- _What you are asked to do_:
Please show all lines of the records that include "white".

____ Entries supplied

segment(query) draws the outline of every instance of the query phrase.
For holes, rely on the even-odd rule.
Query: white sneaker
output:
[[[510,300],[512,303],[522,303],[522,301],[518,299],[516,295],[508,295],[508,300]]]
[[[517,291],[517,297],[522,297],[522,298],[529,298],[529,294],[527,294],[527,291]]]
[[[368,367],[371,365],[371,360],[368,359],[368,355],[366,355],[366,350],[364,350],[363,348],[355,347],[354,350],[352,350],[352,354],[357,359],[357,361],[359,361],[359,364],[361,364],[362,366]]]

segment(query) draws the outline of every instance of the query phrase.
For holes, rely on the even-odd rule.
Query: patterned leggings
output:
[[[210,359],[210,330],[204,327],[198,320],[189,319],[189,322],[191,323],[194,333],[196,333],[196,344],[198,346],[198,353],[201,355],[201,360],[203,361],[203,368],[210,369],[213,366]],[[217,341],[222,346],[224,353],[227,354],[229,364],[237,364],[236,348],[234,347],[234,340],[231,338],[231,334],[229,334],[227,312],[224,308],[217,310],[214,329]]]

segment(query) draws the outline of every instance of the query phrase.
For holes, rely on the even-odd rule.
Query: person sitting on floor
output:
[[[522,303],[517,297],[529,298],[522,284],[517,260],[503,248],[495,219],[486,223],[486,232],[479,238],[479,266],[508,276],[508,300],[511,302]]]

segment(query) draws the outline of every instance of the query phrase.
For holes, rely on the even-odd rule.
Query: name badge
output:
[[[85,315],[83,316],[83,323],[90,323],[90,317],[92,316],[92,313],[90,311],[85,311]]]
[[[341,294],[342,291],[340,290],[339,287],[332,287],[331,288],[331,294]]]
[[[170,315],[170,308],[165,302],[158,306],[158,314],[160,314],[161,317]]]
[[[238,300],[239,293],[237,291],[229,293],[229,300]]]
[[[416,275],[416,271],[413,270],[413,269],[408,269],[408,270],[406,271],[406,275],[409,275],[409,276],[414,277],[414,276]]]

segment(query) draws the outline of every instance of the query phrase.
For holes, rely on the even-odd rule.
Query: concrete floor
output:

________
____ Entries supplied

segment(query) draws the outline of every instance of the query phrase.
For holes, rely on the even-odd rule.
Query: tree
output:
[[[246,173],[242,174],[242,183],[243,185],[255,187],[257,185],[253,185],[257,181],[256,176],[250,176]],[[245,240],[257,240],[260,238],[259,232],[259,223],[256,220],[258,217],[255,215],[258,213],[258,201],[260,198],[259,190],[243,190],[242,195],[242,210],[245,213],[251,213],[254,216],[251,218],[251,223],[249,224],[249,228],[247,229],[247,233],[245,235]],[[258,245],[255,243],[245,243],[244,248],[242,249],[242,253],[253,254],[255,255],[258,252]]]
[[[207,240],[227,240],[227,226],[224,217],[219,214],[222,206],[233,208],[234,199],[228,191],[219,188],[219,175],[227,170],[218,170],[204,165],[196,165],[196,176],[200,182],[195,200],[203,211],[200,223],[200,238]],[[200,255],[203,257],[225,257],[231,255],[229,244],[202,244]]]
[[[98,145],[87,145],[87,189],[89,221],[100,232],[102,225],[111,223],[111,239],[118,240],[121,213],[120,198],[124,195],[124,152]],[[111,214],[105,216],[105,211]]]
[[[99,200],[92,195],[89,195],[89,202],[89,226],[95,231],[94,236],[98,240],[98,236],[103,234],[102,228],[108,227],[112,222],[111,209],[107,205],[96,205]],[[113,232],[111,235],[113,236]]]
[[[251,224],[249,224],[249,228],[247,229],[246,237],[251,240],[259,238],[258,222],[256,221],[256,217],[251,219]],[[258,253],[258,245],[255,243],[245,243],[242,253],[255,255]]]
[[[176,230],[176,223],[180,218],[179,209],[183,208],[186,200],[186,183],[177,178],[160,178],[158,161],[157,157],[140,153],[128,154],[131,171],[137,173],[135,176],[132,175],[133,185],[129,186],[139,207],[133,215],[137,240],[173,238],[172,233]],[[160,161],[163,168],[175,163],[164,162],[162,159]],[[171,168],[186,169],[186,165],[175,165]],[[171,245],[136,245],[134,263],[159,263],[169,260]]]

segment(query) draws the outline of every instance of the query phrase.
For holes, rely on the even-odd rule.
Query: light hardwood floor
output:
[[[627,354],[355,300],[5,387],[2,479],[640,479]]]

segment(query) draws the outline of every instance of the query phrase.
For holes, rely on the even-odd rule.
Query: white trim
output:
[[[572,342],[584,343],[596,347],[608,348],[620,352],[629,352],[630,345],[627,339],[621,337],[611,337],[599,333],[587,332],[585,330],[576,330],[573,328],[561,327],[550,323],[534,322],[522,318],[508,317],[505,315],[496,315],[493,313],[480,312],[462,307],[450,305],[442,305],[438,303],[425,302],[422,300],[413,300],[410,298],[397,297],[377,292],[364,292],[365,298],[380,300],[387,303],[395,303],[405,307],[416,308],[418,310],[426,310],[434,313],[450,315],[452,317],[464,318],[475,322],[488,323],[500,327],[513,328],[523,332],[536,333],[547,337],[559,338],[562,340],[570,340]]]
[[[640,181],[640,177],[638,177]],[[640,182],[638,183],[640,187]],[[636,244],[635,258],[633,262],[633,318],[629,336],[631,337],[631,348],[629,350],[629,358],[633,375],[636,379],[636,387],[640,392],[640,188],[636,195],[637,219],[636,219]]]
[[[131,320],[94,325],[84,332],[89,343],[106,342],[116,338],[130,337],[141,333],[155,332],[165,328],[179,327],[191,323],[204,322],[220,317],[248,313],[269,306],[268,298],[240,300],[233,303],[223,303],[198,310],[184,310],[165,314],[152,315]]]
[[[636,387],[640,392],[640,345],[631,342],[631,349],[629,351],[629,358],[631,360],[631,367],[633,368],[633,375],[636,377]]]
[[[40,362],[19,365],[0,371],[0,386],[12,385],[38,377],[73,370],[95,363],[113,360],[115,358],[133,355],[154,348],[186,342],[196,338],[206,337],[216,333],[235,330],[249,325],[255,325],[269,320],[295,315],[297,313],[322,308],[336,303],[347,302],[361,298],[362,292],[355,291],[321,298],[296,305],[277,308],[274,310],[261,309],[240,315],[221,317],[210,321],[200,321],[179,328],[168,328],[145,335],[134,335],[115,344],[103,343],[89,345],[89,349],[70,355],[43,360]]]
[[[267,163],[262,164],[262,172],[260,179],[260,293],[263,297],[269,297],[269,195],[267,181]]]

________

- _Answer area_:
Query: white sneaker
Query: white trim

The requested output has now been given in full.